== Page ==
I posted this in the bug tracker (http://developer.berlios.de/bugs/?func=detailbug&bug_id=17924&group_id=5358), and was told to post here
object.h:
typedef struct
{
#include "object_struct.h"
} Object;
object_struct.h:
vec3f pos; ///< The 3D position of the object
vec3f lpos; ///< The 3D position of the object last update
float r; ///< The radius of the Object
uchar type; ///< Used to identify if the Object has been inherited
Quaternion q; ///< The rotation of the Object, as a Quaternion
void *data; ///< Pointer to the data used by this object for rendering
main.c:
#include "object.h"
int main()
{
Object *object=malloc(sizeof(Object));
object->ty//HERE
}
after typing ty at //HERE type will not be suggested, nor will any other member of Object
This is even more annoying if you have another object 'inherit' Object:
enemy.h:
typedef struct
{
#include "object_struct.h"
float hp;
} Enemy
main.c:
#include "enemy.h"
int main()
{
Enemy *enemy=malloc(sizeof(Enemy));
object->//HERE
}
Code completion will automatically complete with hp (I know this can be turned off, but its useful in lots of other cases)
zacaj: Why don't you use proper inheritance? Yes, C has it, too.
It is something like:
typedef struct A
{
members of A;
};
typedef struct B {
A base;
members of B;
};
Why do you keep insisting in creating an overcomplicated const expression evaluator? Evaluating a const expression after macro expansion is straight forward using the grammar from the standard. I have pointed to an implementation multiple times, but it is always ignored. All you have to do is feed it the tokens while skipping whitespace (comments belong here too, if retained).
Proper macro expansion is complicated, though, even more when handling concatenation, "stringification" and recursive replacements. Think of something like this:
#include <cstdio>
#define STR_HELPER(x) # x
#define STR(x) STR_HELPER(x)
#define CONCAT2(x, y) x ## y
#define CONCAT3(x, y, z) CONCAT2(x ## y, z)
int main()
{
std::printf(STR($%@!&*));
std::printf(STR(CONCAT3(this, /* COMMENT */ is, a /* another comment */ test)));
}
How many of you can actually tell me what the program is supposed to show on screen without compiling and running it? What if I replaced STR(x) to:
Would it show the same?
So does this code works to evaluate macro expressions/conditions like these ones for example?
#if VERBOSE >= 2
print("trace message");
#endif
#if !defined(WIN32) || defined(__MINGW32__)
...
===
== Dataset excerpts ==
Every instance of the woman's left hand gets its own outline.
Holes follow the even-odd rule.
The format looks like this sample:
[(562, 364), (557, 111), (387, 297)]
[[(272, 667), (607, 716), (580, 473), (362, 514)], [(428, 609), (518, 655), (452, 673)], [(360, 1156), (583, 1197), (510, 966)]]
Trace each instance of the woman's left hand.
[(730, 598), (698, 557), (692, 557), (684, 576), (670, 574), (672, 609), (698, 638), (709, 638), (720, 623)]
===
▶ What to work on
1. According to the code completion thread, where was the issue posted before the poster was told to post it here?
2. Continue the code completion thread from the point where it stops.

▶ In response
1. In the bug tracker.

2.
#endif
I'm not sure If I'm using the correct terminology (sorry for that I'm a dumb xD) It would be easier to talk you on spanish xD, theres many parsing terminology I'm not familiar with :(
Well I documented and cleaned the code to some point here are the changes:
http://www.mediafire.com/?17skj2g70c86u50
Also I included a test case on the test folder, as my development environment is ubuntu/linux I created a shell script test/test.sh This script uses the debug binary of cpp_parser library and parses the test.hpp file also on test folder. (I took the example presented on this thread of #include on a typdef struct and made it part of the test case)
The original code on test.hpp is this one:
#ifndef TEST_HPP
#define TEST_HPP
//Has multiply macro
#include "misc.h"
#ifndef MAX_VALUE
#define MAX_VALUE 10000
#endif
#ifndef MAX_VALUE
#define MAX_VALUE ShouldNotOccurre
#endif
typedef struct
{
//The content of the struct in another file
#include "object.h"
//Should only be included once
#include "object.h"
} Object;
namespace test
{
int value = MAX_VALUE;
int test = multiply;
/**
* Function one documentation
* @return true otherwise false
*/
bool function_one(const char &argument);
/**
* Function two documentation
* @return The amount of characters found
*/
unsigned int function_two(const char &argument);
};
//We undefine the MAX_VALUE macro
#undef MAX_VALUE
int value = MAX_VALUE;
#endif
and the cpp_parser binary returns this:
//Has multiply macro
typedef struct
{
//The content of the struct in another file
unsigned value;
string test;
//Should only be included once
} Object;
namespace test
{
int value = 10000;
int test = 4*5;
/**
* Function one documentation
* @return true otherwise false
*/
bool function_one(const char &argument);
/**
* Function two documentation
* @return The amount of characters found
*/
unsigned int function_two(const char &argument);
};
//We undefine the MAX_VALUE macro
int value = MAX_VALUE;
There are things left to implement and fix but for now basic functionality is working :D
So does this code works to evaluate macro expressions/conditions like these ones for example?
#if VERBOSE >= 2
print("trace message");
#endif
#if !defined(WIN32) || defined(__MINGW32__)
...
#endif
I'm not sure If I'm using the correct terminology (sorry for that I'm a dumb xD) It would be easier to talk you on spanish xD, theres many parsing terminology I'm not familiar with :(
You need to tokenize and fully macro expand everything before feeding the evaluator.
For the first case you would need to expand VERBOSE to whatever its value is. Supposing it expands to '1', you would feed it:
[ttNumber, "1"][ttWhiteSpace, " "][ttGreaterEqual, ">="][ttWhiteSpace, " "][ttNumber, "2"][ttEndOfTokens, ""]
For the second case you would need to expand defined(WIN32) and defined(__MINGW32__). Supposing both are defined, you would feed it:
[ttNot, "!"][ttNumber, "1"][ttWhiteSpace, " "][ttOr, "||"][ttWhiteSpace, " "][ttNumber, "1"][ttEndOfTokens, ""]
Since it is a conditional (#if), all you care about is whether the result is 0 or not.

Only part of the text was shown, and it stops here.